_PAGE TEXT_:
--------------------------------

Dynamic and async functionality in JAMstack

JAMstack sites are made up of static files that are served via CDN, but does that mean they give you a static experience? The answer is a big no.

There is a common misconception that the phrase “static site” describes a website that is inflexible or fixed. What it really means is that no server is required to serve the site.

A JAMstack site, at its core, is made up of prerendered files that are served statically and progressively enhanced via an API using JavaScript. UnlikePHP projects such as WordPress, we don’t need an intermediate step to generate HTML files on every browser request. Files are already stored as they are supposed to be rendered on the browser. These static files often contain JavaScript code that calls an API to do most of the dynamic stuff.

But doesn’t that mean we’re building a server? Not exactly. Since we’re using serverless functions, we don’t need to create a server in the true sense.

In this tutorial, we’ll show how JAMstack sites handle dynamic content and interactions. We’ll demonstrate some of the most common dynamic actions a JAMstack site will need to perform, including:

1. Loading data asynchronously  —  We’ll create a page in which you type the name of a Pokémon to get details about it asynchronously
2. Reading and writing to a database  —  We’ll use the serverless function and database-as-a-service (DBaaS) solution to dynamically read and write to a database
3. Adding a login page (i.e., user authentication) to the above app

 

1. Loading data asynchronously

Let’s say you’re requesting some data from an API. Depending on the situation, the server might take some time to process the request while blocking the main thread, rendering the webpage unresponsive.

We can use callbacks, promises, and async/await (i.e., asynchronous JavaScript features) to perform long network requests without blocking the main thread.

JavaScript contains many asynchronous libraries. We’ll use the Fetch API to load our data.

Now let’s build a page that enables the user to search for details of Pokémon by name using the PokéAPI.

--------------------------------

_DATASET EXTRACT_:

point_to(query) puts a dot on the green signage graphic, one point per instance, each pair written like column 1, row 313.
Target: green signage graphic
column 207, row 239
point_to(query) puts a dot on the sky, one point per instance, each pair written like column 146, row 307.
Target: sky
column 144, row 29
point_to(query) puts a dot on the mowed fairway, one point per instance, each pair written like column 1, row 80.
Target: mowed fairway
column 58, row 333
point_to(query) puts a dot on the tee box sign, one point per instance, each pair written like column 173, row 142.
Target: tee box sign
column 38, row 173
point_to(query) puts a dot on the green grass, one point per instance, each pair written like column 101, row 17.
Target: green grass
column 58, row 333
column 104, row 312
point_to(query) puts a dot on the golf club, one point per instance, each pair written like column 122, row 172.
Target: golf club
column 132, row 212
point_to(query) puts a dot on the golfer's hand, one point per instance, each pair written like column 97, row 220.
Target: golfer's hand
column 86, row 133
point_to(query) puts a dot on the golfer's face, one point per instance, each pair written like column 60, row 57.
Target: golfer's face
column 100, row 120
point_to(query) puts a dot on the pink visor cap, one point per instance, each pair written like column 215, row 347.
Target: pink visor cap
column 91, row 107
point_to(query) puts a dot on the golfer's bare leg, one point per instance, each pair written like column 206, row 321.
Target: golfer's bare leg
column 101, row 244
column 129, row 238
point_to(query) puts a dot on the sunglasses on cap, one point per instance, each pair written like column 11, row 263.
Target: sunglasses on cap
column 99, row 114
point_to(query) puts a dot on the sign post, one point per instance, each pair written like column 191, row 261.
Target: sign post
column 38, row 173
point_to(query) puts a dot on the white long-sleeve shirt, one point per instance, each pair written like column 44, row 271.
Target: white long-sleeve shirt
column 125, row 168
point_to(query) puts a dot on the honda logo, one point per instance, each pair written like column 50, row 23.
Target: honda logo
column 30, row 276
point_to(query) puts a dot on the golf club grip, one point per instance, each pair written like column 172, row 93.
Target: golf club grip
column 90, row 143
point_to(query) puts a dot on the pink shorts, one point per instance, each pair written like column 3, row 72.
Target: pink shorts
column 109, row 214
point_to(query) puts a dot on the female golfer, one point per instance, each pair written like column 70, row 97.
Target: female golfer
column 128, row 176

--------------------------------

_WRITTEN EXERCISE 1_:
According to the JAMstack tutorial, what does the phrase "static site" really mean?
_WRITTEN EXERCISE 2_:
Write the next part of the JAMstack tutorial, beginning after its final sentence.

_TASK RESPONSE 1_:
It means that no server is required to serve the site.

_TASK RESPONSE 2_:
1. Create a form with an input field and a search button

   <form>
      <label for="name">Get Pokemon Details</label>
      <input type="text" id="name" name="name" required />
      <button type="submit">Search</button>
   </form>
   

2. Listen for the submit event on the button, call the API with the data in the input field, and cache the result

   <script type = "module" >
     import displayResult from './displayResult.js';
     const form = document.querySelector('form');
     const handleSubmit = async event => {
     event.preventDefault();
     const name = form.elements['name'].value;
     let character;
     const fromCache = localStorage.getItem(name);
     if (fromCache) {
       character = JSON.parse(fromCache);
     } else {
       character = await fetch(
           `https://pokeapi.co/api/v2/pokemon/${name}`
         )
         .then(response => response.json())
         .catch(error => console.error(error));
       localStorage.setItem(name, JSON.stringify({
         name: character.name,
         moves: character.moves,
         weight: character.weight,
         height: character.height,
         types: character.types,
         sprites: character.sprites,
       }));
     }
     displayResult(character);
   };
   form.addEventListener('submit', handleSubmit);
   </script>

   Note: We’re using a helper function called displayResult, which forms the shape of data from our API result and does some more checks on the DOM.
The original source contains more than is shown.